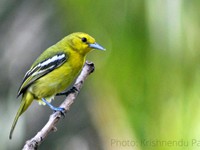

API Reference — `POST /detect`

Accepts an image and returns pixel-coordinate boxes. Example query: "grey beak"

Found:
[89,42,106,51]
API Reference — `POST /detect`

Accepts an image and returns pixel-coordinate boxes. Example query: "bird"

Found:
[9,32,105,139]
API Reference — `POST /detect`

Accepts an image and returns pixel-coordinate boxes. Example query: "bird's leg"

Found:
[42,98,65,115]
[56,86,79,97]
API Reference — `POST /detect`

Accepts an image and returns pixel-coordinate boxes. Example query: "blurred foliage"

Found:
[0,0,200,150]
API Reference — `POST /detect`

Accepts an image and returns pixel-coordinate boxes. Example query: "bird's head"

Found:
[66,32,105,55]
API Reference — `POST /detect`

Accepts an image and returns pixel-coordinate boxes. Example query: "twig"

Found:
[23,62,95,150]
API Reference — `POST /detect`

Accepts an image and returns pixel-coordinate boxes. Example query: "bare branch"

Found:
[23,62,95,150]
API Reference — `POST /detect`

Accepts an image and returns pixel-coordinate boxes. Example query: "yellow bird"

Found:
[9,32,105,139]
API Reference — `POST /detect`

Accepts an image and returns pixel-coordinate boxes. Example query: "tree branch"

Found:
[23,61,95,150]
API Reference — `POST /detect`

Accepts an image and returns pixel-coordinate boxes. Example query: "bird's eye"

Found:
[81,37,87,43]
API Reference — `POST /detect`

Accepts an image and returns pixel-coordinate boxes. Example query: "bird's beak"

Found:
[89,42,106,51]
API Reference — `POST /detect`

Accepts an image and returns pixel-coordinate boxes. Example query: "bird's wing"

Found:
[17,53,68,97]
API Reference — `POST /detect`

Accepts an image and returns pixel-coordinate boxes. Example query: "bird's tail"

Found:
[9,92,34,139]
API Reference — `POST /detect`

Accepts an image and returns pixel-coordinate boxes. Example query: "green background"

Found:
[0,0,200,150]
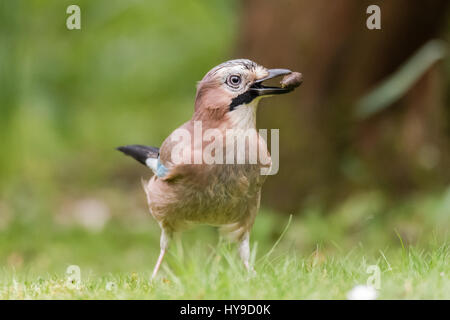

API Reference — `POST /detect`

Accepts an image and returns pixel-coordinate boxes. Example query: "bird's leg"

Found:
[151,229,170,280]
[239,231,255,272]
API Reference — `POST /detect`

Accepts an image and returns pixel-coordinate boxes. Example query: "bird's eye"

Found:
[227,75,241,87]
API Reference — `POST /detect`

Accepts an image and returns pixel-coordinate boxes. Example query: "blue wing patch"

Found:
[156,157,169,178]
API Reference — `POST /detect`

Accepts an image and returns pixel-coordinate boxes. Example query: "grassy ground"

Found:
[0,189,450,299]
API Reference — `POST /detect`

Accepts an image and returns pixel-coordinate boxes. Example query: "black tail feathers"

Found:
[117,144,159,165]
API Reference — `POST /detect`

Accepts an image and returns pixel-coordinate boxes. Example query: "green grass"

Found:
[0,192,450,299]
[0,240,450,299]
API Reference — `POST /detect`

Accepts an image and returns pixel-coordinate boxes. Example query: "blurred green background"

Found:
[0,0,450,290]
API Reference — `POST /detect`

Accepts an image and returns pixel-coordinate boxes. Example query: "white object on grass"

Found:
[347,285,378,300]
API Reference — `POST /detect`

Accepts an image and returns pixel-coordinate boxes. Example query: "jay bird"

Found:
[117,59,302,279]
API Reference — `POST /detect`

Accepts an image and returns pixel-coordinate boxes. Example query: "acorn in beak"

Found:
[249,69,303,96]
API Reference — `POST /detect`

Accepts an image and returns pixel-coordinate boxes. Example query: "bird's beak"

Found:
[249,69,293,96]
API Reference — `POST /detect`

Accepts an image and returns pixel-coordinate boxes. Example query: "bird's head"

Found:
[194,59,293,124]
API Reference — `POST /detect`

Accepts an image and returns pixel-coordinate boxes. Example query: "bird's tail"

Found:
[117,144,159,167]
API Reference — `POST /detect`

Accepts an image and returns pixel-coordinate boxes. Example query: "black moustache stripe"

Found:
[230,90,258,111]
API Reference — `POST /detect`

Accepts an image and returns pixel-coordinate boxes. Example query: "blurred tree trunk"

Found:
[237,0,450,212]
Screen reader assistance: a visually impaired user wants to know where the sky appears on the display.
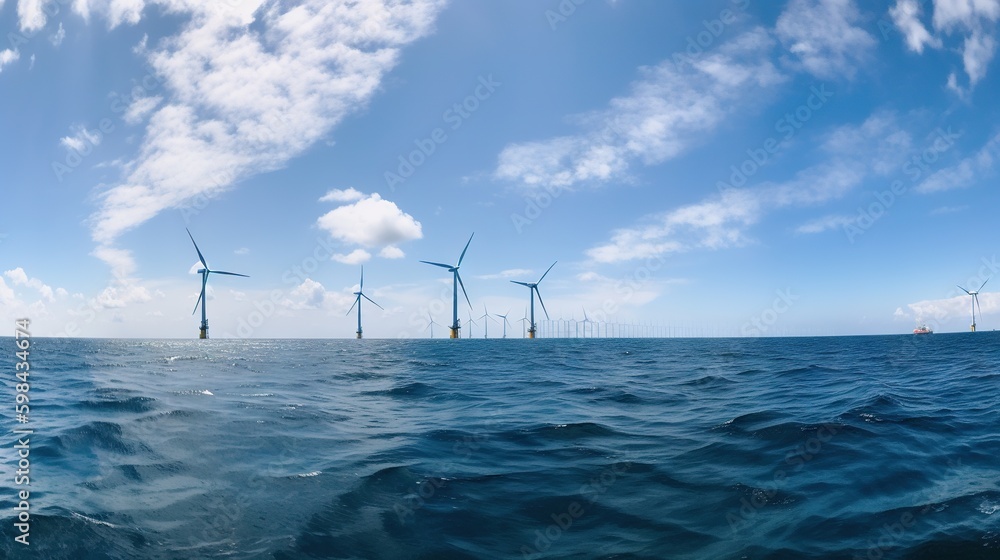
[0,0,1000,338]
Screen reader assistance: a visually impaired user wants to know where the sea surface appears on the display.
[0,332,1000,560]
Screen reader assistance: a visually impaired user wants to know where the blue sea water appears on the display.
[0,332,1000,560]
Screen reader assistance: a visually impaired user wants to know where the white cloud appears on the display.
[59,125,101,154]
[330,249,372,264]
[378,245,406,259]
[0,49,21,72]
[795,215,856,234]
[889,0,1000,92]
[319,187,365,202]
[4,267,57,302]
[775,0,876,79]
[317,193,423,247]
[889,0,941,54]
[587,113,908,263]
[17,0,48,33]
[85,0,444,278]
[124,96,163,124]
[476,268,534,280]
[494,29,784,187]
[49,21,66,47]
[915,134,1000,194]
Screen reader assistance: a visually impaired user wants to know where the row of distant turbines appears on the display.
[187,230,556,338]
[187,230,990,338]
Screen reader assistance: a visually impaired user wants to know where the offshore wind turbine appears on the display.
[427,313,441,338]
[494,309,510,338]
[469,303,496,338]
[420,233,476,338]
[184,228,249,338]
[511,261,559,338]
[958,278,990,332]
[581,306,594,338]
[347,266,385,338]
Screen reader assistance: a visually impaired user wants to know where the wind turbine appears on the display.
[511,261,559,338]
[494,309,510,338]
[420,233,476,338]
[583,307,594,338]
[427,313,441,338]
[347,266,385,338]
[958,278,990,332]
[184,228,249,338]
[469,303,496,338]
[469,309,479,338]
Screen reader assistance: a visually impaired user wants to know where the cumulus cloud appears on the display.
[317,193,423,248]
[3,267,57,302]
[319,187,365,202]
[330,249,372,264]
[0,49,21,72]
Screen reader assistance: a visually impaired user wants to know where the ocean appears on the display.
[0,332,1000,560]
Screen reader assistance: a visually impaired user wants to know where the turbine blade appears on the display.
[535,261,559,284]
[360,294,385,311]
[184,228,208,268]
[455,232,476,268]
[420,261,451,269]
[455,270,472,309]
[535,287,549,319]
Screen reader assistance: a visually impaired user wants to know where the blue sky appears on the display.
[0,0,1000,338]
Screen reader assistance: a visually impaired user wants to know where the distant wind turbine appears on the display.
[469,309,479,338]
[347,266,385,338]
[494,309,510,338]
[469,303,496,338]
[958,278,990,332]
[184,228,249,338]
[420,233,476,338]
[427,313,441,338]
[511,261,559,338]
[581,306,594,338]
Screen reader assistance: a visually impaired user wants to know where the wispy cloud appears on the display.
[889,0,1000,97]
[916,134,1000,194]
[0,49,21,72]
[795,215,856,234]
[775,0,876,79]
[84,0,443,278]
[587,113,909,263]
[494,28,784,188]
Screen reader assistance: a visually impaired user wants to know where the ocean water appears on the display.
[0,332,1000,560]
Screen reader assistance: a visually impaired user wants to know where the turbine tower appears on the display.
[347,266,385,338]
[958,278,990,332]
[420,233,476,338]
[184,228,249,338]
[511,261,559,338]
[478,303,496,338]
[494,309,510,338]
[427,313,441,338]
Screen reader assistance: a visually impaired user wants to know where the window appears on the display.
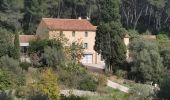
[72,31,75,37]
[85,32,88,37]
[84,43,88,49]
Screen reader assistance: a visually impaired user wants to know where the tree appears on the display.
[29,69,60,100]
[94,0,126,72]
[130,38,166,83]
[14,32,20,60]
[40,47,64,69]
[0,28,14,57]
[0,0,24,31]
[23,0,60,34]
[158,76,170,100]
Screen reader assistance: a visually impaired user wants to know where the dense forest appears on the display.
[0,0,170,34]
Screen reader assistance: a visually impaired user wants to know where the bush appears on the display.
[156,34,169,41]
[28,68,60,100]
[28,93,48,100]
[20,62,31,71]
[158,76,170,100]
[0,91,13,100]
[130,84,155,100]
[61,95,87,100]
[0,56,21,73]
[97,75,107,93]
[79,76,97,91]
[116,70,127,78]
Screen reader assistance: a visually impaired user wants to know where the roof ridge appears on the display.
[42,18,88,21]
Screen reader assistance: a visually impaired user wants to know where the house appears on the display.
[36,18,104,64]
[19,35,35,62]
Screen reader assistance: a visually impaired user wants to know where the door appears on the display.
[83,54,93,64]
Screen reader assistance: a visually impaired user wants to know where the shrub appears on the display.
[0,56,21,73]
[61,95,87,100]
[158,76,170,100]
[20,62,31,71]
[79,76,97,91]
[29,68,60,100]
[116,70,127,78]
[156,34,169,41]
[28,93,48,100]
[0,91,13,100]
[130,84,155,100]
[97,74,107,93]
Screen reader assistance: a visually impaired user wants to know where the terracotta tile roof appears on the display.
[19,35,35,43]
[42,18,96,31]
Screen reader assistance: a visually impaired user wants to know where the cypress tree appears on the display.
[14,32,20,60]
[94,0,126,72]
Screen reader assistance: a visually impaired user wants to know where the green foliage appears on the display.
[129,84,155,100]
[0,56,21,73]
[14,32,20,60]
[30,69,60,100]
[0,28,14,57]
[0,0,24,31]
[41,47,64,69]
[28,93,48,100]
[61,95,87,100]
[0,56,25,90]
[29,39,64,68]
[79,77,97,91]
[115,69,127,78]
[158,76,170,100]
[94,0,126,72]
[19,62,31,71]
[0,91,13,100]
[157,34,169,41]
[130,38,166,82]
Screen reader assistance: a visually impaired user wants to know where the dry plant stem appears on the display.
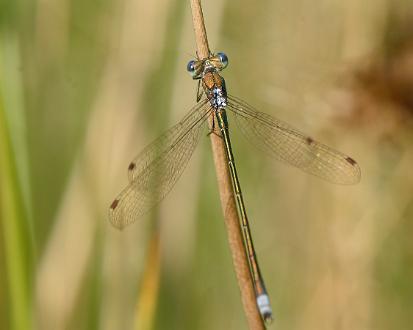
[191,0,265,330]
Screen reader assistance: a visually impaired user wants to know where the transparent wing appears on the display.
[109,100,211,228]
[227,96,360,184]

--

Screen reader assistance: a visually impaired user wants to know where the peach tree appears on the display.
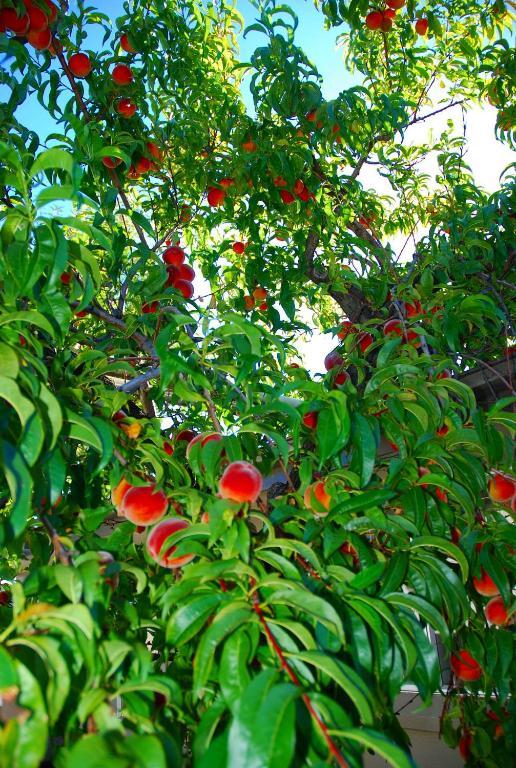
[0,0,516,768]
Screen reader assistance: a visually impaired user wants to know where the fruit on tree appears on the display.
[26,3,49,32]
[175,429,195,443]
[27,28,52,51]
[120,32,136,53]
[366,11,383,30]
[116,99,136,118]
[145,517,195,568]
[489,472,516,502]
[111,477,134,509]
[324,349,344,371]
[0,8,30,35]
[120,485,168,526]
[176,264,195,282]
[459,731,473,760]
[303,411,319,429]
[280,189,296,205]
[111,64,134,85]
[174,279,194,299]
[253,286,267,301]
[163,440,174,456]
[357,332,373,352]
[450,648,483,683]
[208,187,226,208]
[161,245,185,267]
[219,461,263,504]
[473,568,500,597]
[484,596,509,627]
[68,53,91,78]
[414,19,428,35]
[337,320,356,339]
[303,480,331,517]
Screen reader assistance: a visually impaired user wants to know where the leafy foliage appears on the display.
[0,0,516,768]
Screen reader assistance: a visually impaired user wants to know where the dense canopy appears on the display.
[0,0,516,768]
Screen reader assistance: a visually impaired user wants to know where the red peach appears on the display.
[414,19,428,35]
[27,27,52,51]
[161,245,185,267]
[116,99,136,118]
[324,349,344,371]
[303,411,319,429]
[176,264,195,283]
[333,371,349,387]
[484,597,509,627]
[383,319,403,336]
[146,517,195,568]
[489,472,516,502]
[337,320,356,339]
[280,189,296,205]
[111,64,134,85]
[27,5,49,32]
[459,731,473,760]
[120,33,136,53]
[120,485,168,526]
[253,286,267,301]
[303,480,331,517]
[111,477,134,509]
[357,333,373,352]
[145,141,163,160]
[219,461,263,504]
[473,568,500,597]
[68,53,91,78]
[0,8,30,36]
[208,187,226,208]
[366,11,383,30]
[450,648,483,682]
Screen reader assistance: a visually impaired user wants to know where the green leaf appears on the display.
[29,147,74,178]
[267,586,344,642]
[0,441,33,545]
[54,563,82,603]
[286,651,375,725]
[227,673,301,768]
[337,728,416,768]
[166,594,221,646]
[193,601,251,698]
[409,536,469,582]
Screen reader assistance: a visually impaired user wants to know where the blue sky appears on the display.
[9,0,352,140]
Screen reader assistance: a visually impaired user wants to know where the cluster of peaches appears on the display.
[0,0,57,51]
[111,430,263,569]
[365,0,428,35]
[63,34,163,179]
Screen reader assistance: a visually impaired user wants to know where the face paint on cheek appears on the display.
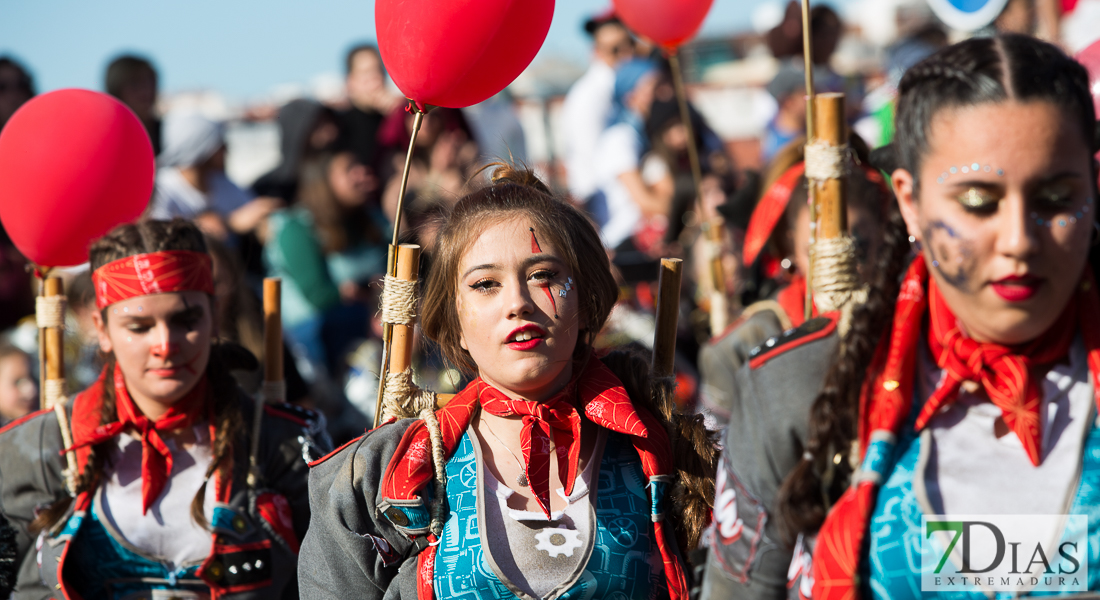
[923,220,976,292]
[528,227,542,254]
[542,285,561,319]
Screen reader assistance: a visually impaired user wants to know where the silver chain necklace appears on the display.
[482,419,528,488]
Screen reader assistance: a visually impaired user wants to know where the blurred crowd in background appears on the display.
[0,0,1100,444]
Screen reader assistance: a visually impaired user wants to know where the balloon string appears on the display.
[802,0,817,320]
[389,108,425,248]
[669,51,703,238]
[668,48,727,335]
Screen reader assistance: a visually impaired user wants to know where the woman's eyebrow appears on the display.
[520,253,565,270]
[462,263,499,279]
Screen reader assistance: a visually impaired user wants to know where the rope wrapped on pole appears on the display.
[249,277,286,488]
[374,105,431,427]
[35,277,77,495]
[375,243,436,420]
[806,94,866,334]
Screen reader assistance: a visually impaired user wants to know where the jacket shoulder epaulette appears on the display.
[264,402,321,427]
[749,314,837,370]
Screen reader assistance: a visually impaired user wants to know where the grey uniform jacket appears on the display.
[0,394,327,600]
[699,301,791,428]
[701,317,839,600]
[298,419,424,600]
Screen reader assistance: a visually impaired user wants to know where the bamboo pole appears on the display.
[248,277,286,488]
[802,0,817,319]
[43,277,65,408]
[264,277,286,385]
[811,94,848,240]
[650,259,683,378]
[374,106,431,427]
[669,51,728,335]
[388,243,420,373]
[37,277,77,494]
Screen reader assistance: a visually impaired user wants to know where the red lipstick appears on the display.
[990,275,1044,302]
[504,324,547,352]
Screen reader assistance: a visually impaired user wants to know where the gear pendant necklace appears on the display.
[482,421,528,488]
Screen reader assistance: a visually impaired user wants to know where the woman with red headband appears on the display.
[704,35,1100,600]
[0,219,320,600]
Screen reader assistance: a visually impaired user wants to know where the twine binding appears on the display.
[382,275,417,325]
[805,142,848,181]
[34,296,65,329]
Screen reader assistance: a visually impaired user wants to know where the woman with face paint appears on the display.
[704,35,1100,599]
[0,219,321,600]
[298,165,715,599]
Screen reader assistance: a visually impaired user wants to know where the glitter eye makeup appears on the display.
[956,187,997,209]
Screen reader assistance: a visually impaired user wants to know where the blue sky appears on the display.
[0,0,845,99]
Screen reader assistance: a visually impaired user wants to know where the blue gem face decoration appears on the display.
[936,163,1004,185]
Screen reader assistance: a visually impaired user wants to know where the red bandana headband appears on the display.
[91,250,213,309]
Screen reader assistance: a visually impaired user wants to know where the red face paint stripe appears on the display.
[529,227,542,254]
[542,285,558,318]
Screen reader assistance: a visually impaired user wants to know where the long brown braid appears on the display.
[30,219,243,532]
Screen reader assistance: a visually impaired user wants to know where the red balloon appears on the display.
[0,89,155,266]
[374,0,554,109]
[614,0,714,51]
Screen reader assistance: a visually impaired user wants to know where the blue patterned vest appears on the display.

- Instructions for the task -
Gather every line from the items above that contains the string "necklace", and copy each one in full.

- Written response -
Screen reader assistance: a visually impaired user wants to know where the silver chain necklace appears on the display.
Screen reader assistance: a visually impaired user wants to know where the gear pendant necklace appears on the display.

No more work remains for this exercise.